━━━━━ DATA SHOWN ━━━━━
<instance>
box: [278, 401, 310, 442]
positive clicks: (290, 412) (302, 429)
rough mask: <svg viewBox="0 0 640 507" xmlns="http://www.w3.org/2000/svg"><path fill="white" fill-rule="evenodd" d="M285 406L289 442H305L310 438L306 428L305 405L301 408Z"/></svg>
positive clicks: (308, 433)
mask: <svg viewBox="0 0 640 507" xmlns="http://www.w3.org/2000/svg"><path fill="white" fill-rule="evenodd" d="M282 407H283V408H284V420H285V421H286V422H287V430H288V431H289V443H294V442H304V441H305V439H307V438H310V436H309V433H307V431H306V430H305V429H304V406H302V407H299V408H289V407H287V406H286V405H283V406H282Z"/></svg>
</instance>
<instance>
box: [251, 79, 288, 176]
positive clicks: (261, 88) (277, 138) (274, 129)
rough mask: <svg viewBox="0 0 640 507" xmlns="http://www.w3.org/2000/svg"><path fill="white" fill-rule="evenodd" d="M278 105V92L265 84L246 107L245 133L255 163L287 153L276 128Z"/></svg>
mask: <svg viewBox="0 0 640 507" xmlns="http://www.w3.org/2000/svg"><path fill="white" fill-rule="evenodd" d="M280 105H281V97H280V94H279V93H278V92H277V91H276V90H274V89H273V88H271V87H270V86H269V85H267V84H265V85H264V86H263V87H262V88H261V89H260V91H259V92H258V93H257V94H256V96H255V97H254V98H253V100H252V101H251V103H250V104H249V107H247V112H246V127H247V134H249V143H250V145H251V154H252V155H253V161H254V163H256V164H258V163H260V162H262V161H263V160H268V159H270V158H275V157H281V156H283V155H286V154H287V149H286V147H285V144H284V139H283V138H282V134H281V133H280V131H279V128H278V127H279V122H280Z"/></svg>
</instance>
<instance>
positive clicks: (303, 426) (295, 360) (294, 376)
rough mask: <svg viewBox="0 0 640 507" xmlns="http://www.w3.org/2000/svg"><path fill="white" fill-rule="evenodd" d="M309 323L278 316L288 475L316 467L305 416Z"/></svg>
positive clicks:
━━━━━
I need each line above reproduced exactly.

**ANSWER SECTION**
<instance>
box: [278, 401, 310, 442]
positive clicks: (290, 412) (302, 429)
rough mask: <svg viewBox="0 0 640 507" xmlns="http://www.w3.org/2000/svg"><path fill="white" fill-rule="evenodd" d="M285 406L289 442H305L310 438L306 428L305 405L301 408Z"/></svg>
positive clicks: (308, 433)
mask: <svg viewBox="0 0 640 507" xmlns="http://www.w3.org/2000/svg"><path fill="white" fill-rule="evenodd" d="M282 407H283V408H284V420H285V421H286V422H287V430H288V431H289V443H294V442H304V441H305V439H307V438H310V436H309V433H307V431H306V430H305V429H304V406H302V407H299V408H289V407H287V406H286V405H283V406H282Z"/></svg>
</instance>
<instance>
box: [251, 79, 288, 176]
positive clicks: (261, 88) (277, 138) (274, 129)
rough mask: <svg viewBox="0 0 640 507" xmlns="http://www.w3.org/2000/svg"><path fill="white" fill-rule="evenodd" d="M278 105V92L265 84L246 107L245 133L255 163L287 153L276 128Z"/></svg>
mask: <svg viewBox="0 0 640 507" xmlns="http://www.w3.org/2000/svg"><path fill="white" fill-rule="evenodd" d="M280 105H281V97H280V94H279V93H278V92H277V91H276V90H274V89H273V88H271V87H270V86H269V85H267V84H265V85H264V86H263V87H262V88H261V89H260V91H259V92H258V93H257V94H256V96H255V97H254V98H253V100H252V101H251V103H250V104H249V107H247V112H246V127H247V134H249V143H250V145H251V154H252V155H253V161H254V163H256V164H258V163H260V162H262V161H263V160H268V159H270V158H275V157H281V156H283V155H286V154H287V149H286V147H285V144H284V139H283V138H282V134H281V133H280V131H279V128H278V127H279V122H280Z"/></svg>
</instance>
<instance>
positive clicks: (303, 426) (295, 360) (294, 376)
rough mask: <svg viewBox="0 0 640 507" xmlns="http://www.w3.org/2000/svg"><path fill="white" fill-rule="evenodd" d="M309 323L278 316L288 475L316 467L305 416Z"/></svg>
positive clicks:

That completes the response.